=== Information provided ===
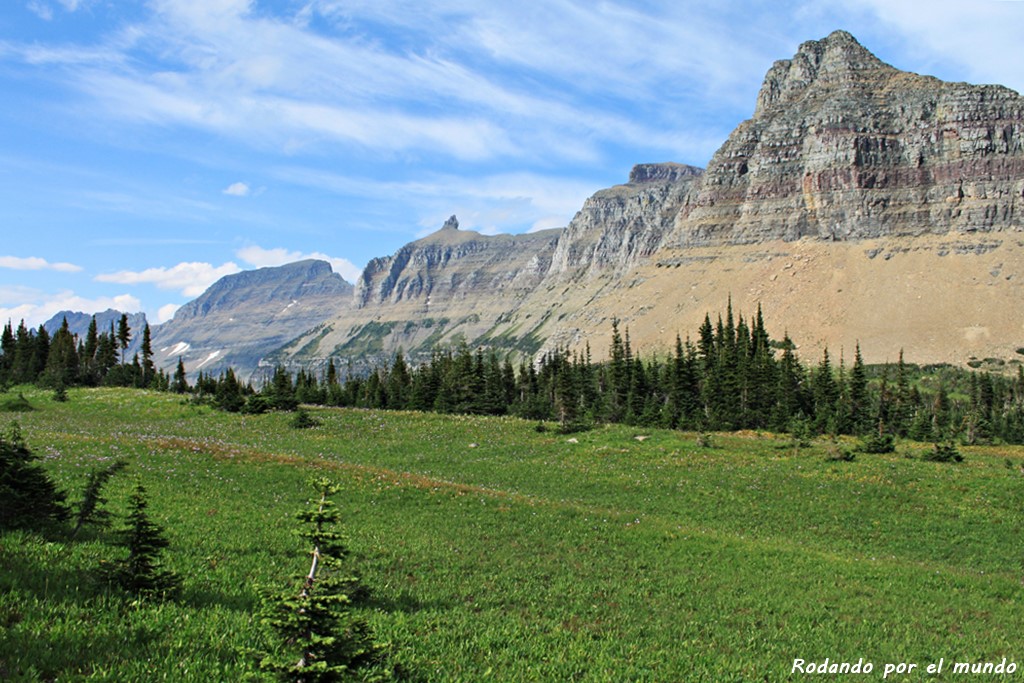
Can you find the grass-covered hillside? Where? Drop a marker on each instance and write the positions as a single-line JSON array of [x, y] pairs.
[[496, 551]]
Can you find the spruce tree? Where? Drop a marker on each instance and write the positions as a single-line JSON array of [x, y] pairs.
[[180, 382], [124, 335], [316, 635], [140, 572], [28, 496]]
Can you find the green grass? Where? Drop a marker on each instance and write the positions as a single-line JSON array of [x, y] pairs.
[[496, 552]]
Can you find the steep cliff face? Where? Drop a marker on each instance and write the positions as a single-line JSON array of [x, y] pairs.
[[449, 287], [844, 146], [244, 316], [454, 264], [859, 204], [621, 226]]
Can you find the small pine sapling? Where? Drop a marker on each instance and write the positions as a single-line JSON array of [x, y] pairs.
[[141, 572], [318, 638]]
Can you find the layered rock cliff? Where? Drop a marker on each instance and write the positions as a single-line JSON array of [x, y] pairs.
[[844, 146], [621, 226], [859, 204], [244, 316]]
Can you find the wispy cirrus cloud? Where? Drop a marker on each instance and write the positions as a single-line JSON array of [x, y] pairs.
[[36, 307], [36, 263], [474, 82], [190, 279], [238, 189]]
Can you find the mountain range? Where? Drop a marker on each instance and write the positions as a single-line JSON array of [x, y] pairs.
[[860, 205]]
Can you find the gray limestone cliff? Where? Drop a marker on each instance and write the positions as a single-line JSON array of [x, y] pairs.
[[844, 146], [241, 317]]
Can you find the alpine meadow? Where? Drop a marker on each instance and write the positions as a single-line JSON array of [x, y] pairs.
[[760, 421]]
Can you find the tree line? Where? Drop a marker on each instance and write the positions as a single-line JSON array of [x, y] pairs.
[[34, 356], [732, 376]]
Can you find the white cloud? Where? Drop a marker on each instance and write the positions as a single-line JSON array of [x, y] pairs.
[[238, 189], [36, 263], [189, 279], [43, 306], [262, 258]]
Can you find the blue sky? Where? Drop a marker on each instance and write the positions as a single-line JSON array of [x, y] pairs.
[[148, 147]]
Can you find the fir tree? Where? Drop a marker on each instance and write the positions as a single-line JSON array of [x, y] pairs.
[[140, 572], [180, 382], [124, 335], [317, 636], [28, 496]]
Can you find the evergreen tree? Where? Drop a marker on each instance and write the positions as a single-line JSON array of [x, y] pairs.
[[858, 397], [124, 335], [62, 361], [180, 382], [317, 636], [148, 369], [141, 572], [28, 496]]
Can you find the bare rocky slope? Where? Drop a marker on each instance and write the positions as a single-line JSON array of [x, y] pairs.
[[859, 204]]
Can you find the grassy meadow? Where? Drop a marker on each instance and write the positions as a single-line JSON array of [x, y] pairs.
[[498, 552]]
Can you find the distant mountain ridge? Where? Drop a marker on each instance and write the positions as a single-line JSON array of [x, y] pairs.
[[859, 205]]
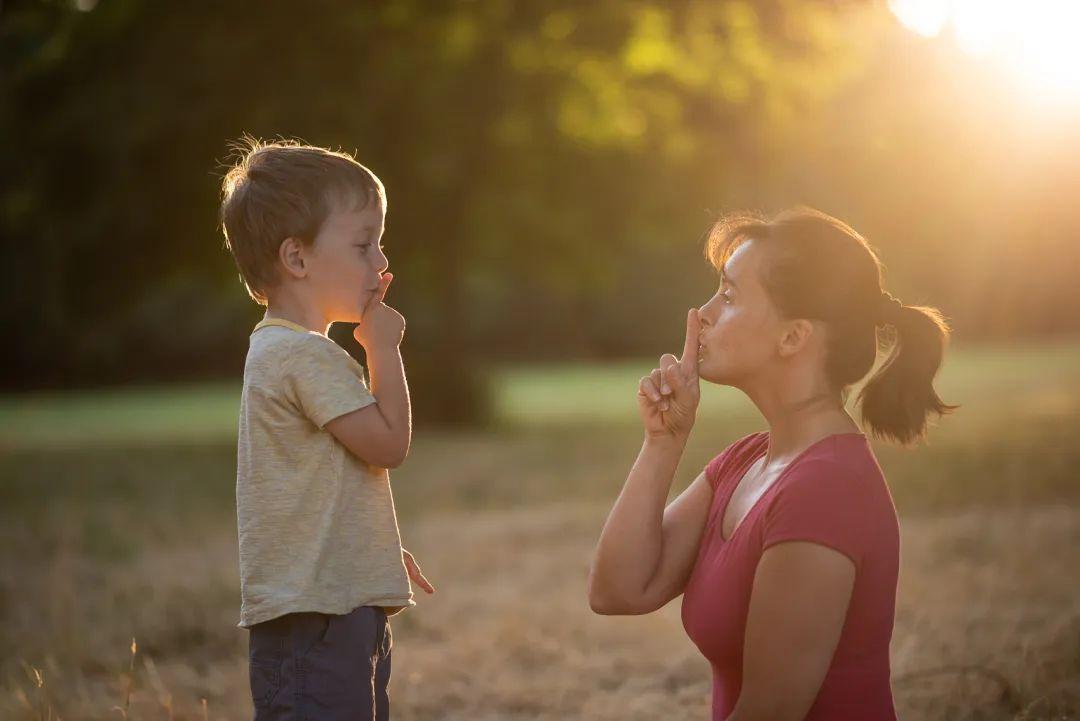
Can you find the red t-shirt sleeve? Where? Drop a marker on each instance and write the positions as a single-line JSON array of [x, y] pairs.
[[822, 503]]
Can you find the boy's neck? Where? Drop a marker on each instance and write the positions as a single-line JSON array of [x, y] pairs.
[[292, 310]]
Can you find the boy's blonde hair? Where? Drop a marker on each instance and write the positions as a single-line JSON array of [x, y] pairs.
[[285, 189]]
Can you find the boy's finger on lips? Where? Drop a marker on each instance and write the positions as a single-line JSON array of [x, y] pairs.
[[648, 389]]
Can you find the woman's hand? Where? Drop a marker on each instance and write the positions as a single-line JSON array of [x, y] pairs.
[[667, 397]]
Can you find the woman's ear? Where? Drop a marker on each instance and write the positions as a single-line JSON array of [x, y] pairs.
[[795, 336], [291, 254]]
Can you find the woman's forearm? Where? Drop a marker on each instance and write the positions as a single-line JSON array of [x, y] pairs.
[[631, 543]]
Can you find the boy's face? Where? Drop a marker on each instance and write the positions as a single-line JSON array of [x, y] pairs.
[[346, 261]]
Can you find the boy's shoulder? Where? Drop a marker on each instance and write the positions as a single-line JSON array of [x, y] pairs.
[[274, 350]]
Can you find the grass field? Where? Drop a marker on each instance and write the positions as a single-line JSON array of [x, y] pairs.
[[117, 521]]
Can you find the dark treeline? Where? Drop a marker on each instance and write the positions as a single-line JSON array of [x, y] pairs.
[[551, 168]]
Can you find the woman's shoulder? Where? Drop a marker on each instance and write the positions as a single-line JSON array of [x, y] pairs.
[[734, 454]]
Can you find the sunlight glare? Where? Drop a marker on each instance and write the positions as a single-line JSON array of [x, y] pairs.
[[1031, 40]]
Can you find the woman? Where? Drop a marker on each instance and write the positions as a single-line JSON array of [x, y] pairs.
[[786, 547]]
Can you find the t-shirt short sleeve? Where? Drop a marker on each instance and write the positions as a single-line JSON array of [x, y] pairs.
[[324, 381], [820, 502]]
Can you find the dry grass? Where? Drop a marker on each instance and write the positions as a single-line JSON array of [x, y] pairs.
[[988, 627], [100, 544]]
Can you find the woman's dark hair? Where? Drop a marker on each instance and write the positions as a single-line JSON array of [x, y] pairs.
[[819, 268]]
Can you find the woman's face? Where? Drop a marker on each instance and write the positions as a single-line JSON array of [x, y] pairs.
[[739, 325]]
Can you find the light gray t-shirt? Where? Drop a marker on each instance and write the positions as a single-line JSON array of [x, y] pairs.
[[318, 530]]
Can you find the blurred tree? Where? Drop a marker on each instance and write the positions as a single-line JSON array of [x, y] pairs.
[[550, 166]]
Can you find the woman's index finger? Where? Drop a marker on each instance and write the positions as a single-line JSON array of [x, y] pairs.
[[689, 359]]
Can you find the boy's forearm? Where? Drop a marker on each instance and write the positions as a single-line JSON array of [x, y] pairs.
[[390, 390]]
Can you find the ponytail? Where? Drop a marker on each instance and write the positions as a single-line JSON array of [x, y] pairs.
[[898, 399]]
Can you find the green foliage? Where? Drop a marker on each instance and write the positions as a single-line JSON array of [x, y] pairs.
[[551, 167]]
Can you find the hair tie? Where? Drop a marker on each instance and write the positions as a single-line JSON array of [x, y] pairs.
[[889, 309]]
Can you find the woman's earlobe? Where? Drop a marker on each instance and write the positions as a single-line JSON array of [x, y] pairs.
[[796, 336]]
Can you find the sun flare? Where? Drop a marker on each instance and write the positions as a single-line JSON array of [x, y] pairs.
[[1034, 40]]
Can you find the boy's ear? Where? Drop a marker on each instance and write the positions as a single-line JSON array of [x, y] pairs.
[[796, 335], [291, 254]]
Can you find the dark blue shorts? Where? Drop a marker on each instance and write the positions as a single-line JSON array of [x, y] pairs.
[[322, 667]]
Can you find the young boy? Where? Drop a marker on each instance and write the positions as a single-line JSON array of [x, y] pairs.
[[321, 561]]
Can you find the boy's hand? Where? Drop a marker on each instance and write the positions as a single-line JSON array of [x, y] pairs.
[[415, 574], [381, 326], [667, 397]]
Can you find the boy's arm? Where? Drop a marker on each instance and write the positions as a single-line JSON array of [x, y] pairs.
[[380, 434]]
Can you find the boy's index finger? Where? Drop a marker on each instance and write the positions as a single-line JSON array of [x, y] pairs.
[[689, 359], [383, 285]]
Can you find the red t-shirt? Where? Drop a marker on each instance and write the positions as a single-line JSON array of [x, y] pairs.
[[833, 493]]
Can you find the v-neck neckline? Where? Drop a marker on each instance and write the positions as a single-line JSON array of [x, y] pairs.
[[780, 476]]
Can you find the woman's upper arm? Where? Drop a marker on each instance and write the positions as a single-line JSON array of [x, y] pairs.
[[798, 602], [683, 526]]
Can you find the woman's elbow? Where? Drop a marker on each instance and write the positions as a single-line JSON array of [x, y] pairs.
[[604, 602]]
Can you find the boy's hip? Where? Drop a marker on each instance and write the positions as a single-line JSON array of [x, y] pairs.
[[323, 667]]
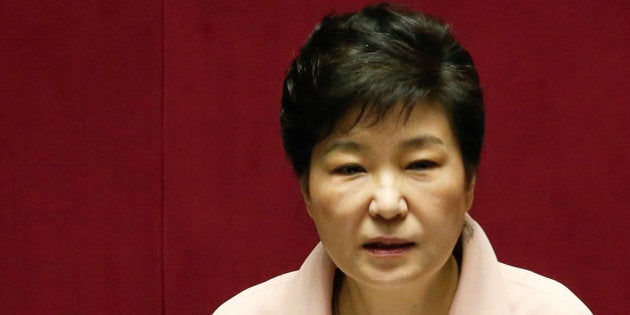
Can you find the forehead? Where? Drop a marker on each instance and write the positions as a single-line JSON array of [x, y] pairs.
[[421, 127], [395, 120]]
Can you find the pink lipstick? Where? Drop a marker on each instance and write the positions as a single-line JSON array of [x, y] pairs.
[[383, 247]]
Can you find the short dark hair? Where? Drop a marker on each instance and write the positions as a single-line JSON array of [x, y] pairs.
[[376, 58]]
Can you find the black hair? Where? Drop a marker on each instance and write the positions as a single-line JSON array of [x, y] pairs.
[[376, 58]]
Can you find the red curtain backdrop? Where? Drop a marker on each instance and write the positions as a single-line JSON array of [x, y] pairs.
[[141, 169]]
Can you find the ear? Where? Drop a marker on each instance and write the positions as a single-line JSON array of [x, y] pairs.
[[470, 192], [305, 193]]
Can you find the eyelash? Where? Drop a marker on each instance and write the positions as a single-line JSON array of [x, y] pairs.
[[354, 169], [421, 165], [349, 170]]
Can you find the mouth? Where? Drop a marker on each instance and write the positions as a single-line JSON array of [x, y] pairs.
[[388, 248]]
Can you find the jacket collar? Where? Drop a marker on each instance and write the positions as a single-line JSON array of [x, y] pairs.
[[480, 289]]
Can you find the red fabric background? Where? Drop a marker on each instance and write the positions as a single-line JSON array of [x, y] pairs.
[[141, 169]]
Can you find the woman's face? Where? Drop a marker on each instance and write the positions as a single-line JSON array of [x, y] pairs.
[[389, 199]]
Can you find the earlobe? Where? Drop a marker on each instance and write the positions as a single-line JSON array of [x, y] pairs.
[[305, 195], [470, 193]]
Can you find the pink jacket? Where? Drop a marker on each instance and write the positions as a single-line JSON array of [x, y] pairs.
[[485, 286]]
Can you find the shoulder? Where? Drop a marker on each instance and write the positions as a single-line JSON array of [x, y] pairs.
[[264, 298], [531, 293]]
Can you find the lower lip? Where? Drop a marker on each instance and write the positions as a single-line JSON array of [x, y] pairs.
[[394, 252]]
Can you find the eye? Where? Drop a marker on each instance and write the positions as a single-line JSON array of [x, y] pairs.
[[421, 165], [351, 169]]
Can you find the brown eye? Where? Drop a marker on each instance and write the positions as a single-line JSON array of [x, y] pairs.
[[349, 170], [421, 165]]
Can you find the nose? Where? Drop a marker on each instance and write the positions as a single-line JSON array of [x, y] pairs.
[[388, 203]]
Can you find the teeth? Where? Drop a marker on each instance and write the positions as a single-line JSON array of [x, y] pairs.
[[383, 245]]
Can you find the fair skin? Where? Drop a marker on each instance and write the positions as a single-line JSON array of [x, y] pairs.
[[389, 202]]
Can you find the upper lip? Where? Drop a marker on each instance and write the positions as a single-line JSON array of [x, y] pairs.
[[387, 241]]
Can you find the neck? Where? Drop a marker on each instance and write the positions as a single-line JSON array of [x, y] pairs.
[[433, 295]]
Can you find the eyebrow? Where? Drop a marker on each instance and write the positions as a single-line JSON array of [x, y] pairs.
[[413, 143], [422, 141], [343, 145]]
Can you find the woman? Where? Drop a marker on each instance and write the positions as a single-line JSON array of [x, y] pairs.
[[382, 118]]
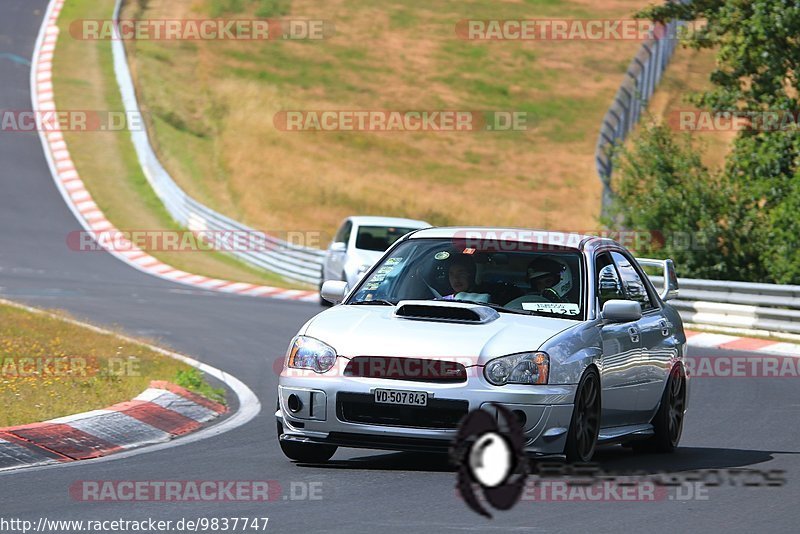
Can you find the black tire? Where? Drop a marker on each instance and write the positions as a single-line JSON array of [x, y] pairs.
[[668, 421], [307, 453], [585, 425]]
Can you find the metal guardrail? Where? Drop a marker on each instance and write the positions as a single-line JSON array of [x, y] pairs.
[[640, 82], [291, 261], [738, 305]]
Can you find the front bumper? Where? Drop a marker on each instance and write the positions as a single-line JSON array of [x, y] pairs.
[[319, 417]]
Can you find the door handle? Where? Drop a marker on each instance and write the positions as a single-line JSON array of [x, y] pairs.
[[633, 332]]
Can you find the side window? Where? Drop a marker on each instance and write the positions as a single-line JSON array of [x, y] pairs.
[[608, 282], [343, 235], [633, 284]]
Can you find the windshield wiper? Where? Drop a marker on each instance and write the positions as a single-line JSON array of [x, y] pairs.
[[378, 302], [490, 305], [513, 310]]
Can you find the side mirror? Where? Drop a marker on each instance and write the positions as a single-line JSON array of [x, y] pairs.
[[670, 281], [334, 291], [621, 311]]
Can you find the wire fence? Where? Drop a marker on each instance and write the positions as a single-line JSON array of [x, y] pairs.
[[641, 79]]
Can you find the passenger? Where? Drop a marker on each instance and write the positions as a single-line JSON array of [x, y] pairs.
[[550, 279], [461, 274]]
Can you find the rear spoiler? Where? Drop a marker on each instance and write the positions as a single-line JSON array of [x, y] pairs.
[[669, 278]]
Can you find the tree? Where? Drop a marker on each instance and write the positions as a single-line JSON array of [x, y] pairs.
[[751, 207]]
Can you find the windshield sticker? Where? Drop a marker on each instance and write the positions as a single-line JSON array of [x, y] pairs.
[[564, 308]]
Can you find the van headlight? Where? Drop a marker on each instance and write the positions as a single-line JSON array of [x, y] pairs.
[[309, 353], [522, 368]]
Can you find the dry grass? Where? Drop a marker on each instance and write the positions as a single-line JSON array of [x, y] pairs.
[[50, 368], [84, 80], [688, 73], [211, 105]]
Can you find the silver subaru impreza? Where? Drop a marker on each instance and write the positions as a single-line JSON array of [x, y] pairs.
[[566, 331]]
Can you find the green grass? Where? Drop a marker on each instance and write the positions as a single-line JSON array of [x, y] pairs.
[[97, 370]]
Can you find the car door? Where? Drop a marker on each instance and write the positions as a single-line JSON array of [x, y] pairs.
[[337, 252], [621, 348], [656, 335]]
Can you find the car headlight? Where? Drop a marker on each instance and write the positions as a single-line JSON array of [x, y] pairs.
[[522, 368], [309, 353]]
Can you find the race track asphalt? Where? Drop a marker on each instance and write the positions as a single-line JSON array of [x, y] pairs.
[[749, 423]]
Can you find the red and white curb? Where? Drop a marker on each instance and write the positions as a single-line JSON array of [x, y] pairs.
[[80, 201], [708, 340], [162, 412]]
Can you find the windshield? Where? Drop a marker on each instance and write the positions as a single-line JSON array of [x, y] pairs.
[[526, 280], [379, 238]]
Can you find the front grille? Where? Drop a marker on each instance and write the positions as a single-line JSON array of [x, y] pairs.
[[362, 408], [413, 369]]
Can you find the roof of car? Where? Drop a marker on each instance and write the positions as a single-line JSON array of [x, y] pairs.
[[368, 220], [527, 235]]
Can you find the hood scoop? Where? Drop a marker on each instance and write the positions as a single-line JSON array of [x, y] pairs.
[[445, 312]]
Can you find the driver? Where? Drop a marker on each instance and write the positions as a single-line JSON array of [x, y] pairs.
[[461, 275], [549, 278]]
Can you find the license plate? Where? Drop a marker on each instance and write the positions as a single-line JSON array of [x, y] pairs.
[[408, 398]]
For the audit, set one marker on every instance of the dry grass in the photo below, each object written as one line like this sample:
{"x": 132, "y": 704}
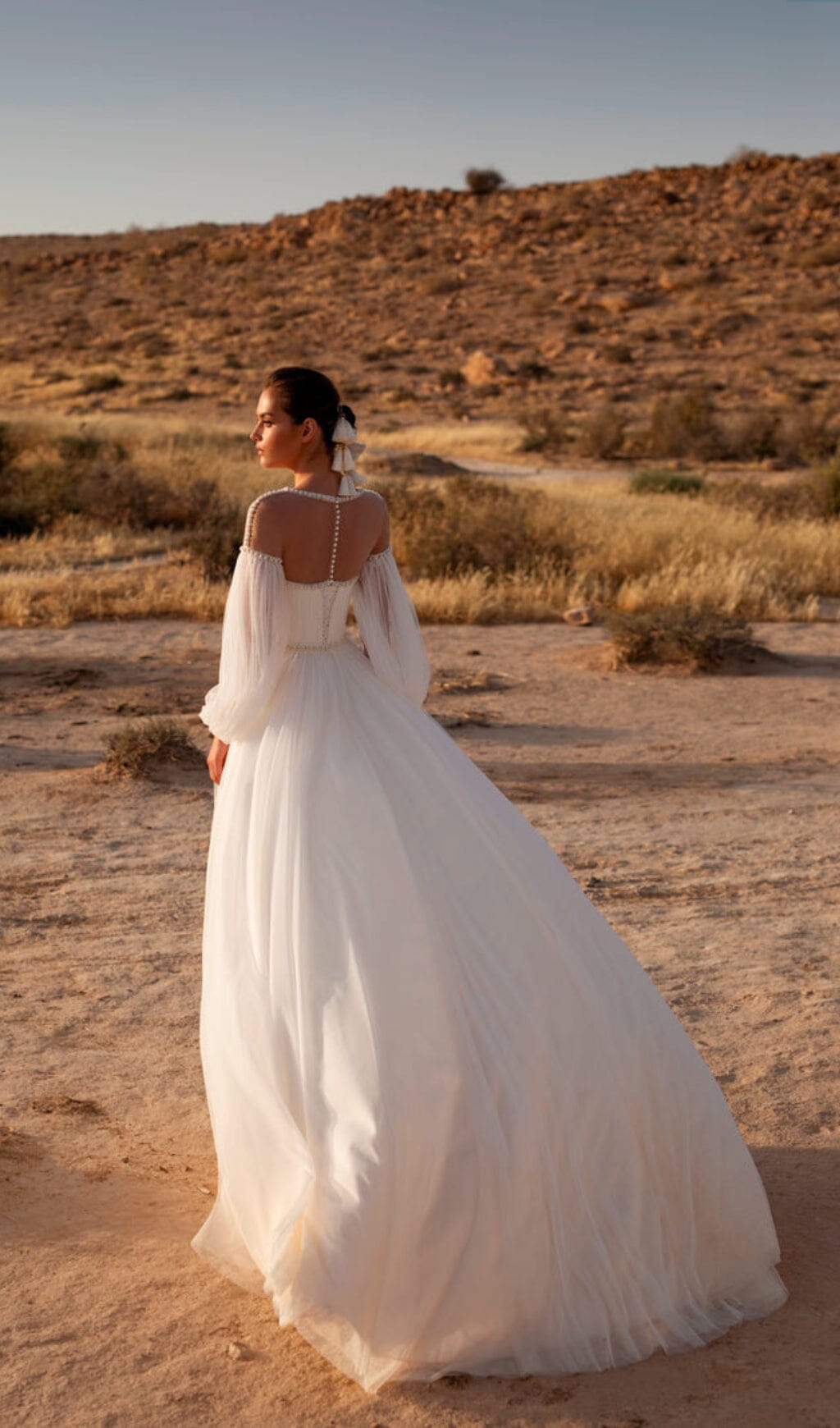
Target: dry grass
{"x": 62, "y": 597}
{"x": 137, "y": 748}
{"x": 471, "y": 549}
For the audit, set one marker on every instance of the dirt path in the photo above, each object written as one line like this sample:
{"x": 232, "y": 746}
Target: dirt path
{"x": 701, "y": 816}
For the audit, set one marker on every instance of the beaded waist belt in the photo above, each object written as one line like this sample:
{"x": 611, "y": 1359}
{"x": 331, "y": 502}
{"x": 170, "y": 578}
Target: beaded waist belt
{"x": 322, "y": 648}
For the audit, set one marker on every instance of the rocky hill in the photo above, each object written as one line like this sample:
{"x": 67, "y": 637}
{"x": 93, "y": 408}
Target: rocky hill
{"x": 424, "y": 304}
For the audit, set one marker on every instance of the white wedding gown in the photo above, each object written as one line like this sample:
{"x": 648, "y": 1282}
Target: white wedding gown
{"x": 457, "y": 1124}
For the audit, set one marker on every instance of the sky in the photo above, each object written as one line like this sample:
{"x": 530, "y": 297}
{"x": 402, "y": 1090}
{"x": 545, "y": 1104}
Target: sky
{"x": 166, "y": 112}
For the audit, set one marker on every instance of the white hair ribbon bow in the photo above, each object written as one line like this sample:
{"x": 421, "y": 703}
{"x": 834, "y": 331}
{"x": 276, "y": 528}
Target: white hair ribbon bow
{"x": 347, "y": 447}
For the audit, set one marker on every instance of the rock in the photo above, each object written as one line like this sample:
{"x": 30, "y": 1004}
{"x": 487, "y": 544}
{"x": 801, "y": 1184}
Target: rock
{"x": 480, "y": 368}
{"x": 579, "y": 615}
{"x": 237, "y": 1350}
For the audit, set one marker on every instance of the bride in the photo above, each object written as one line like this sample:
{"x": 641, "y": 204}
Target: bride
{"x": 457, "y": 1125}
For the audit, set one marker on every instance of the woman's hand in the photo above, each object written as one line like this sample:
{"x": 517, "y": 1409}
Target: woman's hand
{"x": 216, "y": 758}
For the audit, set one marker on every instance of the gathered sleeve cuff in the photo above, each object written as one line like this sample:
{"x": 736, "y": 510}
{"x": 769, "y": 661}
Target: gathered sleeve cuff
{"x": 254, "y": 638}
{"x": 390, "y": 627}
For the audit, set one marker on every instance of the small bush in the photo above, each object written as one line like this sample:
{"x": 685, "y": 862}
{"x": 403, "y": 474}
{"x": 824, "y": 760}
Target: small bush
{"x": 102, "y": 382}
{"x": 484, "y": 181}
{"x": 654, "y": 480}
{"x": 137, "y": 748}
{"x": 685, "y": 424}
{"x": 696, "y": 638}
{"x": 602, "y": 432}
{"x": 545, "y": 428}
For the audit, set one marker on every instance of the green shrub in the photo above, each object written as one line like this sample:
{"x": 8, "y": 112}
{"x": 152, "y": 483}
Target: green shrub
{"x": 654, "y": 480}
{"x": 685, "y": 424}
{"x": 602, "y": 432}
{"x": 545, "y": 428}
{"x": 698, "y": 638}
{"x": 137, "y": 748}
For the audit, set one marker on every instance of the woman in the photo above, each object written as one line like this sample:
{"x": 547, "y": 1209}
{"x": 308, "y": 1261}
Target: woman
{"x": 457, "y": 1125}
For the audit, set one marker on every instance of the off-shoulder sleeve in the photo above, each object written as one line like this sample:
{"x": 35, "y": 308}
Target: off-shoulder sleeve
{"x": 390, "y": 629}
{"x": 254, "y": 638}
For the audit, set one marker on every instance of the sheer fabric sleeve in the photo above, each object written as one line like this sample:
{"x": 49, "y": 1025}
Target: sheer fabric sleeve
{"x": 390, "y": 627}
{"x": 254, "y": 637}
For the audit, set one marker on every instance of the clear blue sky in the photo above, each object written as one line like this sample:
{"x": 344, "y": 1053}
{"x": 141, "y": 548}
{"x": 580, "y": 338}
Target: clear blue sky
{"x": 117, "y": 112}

=== What is needed ===
The response should be the listing above, limited to the lines between the one holding "Target: dirt path" and the one holding "the white hair", inclusive, reproduced exactly.

=== Your response ===
Target: dirt path
{"x": 701, "y": 816}
For the audit, set one marker on every instance of the beaded waist belt in the photo above, each object written as one line like this sample:
{"x": 611, "y": 1359}
{"x": 331, "y": 502}
{"x": 170, "y": 578}
Target: beaded waist belt
{"x": 322, "y": 648}
For the audit, set one marker on every instance of the rocky hill in the photo above, each object written as one line like this sample:
{"x": 67, "y": 637}
{"x": 93, "y": 408}
Target: rocky hill
{"x": 424, "y": 304}
For the audit, set one marker on every instance of the white wedding gown in the photo above, each object written as one line like this sample:
{"x": 648, "y": 1282}
Target: white wedding gown
{"x": 457, "y": 1124}
For the audit, set one marker on every instance of the sky in the photo above, each object written as one line like this sample:
{"x": 530, "y": 297}
{"x": 402, "y": 1090}
{"x": 545, "y": 1104}
Target: sky
{"x": 166, "y": 112}
For the audit, set one marker on every instance of the white hair ribbon bow in the photo above, each object written as one line like this sample:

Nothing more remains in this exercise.